■ Excerpted text ■
This program also articulates the latest and best methods of achieving the goals of safety, quality, and profitability. This is, in other words, tactical as well as strategic training for effective teamwork.
With equal importance and emphasis, this program method focuses on inspiring a dynamic rededication to achieve the tough goals by enlisting virtually everyone in the organization and instilling the confidence that each member is a vital change agent whose ideas, actions, and support, and opinions do matter.
Timing:
• The kickoff is a 90 minute energizing keynote presentation (which can be given more than once),
• followed by an interactive 90 minutes of intense, guided discussion involving the entire audience with roving microphones.
• The end piece is an evening presentation to a leadership-rich audience which ideally includes physician leaders, C-suite, and board members. (The program can of course be adjusted to fit your specific needs).
Dealing head-on with the prejudices and pushbacks that have made cultural change so difficult (such as trying to spark full use of Team Stepps techniques or other teamwork-related training) requires a very frank discussion, and that's what this approach provides as a nucleus around which a more intense institution-wide focus can coalesce – a mid-course correction in NASA terms.

■ Exercise objective ■
Write the next part of the training program text, starting right after its final sentence about a mid-course correction in NASA terms. The lines that come next are separate material with no connection to the training program text.

■ Supplied material ■
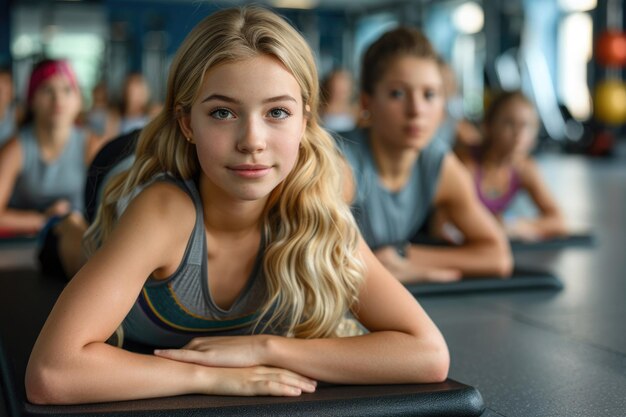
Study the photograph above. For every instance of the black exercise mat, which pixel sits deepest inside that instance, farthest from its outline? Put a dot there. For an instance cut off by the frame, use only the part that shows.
(573, 240)
(521, 279)
(26, 302)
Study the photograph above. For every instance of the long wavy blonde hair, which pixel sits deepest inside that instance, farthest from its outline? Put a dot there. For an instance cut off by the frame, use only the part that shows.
(311, 264)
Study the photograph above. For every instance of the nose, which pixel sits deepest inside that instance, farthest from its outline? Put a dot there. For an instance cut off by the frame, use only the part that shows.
(252, 136)
(413, 104)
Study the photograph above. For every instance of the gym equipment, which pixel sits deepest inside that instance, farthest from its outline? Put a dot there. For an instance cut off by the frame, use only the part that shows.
(30, 292)
(520, 279)
(610, 102)
(611, 48)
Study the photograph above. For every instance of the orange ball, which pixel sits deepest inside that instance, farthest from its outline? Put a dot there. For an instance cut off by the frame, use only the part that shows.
(610, 102)
(611, 49)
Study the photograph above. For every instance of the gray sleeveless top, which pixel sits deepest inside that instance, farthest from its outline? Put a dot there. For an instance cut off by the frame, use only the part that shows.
(40, 183)
(7, 124)
(169, 313)
(388, 218)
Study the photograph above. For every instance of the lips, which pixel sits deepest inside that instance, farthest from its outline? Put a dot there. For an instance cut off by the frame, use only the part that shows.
(250, 170)
(413, 130)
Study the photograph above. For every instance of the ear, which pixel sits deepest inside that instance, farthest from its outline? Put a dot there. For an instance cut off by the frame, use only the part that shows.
(184, 121)
(364, 100)
(305, 119)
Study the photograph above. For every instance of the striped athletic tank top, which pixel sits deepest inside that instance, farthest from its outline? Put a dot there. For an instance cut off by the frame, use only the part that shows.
(169, 313)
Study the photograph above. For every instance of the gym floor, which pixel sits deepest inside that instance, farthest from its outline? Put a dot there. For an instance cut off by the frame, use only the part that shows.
(553, 353)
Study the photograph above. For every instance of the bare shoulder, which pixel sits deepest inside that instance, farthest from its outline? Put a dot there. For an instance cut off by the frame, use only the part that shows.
(155, 228)
(167, 201)
(527, 169)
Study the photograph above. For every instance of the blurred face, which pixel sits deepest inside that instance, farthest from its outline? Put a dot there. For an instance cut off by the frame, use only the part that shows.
(56, 102)
(137, 93)
(341, 87)
(247, 123)
(513, 130)
(408, 103)
(6, 90)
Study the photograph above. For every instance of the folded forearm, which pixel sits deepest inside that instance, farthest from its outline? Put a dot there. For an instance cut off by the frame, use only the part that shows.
(480, 258)
(379, 357)
(103, 373)
(21, 221)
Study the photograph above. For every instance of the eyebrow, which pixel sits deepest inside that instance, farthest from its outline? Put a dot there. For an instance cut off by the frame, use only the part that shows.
(220, 97)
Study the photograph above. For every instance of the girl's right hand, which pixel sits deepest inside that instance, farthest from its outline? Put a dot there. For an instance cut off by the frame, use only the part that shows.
(257, 380)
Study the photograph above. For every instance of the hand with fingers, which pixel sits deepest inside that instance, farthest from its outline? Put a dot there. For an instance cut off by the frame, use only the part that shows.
(258, 380)
(238, 362)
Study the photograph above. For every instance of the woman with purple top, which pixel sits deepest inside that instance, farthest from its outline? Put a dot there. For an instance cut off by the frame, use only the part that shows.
(501, 166)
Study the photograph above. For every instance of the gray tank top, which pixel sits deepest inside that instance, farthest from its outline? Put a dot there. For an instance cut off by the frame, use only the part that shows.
(388, 218)
(7, 124)
(169, 313)
(40, 183)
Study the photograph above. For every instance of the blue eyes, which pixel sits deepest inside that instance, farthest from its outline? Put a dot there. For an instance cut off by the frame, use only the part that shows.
(222, 114)
(225, 114)
(399, 94)
(279, 113)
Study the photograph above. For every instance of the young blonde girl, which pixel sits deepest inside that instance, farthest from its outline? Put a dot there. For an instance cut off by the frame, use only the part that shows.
(237, 161)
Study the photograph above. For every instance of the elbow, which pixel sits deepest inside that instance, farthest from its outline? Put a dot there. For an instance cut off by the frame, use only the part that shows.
(44, 385)
(504, 266)
(501, 259)
(432, 362)
(440, 364)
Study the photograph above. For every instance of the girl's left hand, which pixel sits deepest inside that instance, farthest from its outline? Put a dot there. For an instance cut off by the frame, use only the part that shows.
(229, 351)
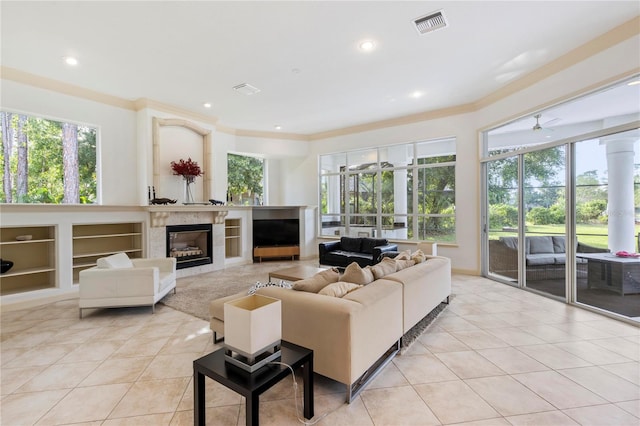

■ Reply to the exercise ■
If I've been privileged to work with you in the past, and depending on the year, you'll probably recall that my efforts have previously focused on the challenges of patient safety and dealing with human and clinical error. This presentation series is quite different in that it provides a guided chance to stand aside and assess where you are and what is working, as well as what isn't. Consider this a highly useful opportunity to discuss the big picture with clarity and renewed purpose.
The tone of the main keynote is intense, fast-paced, and laced with appropriate humor to defuse the tough spots.
The evening presentation, while more to the point, is crafted to be entertaining as well as deeply substantive, and the entire day is constructed to re-infuse a widespread feeling of optimism and purpose.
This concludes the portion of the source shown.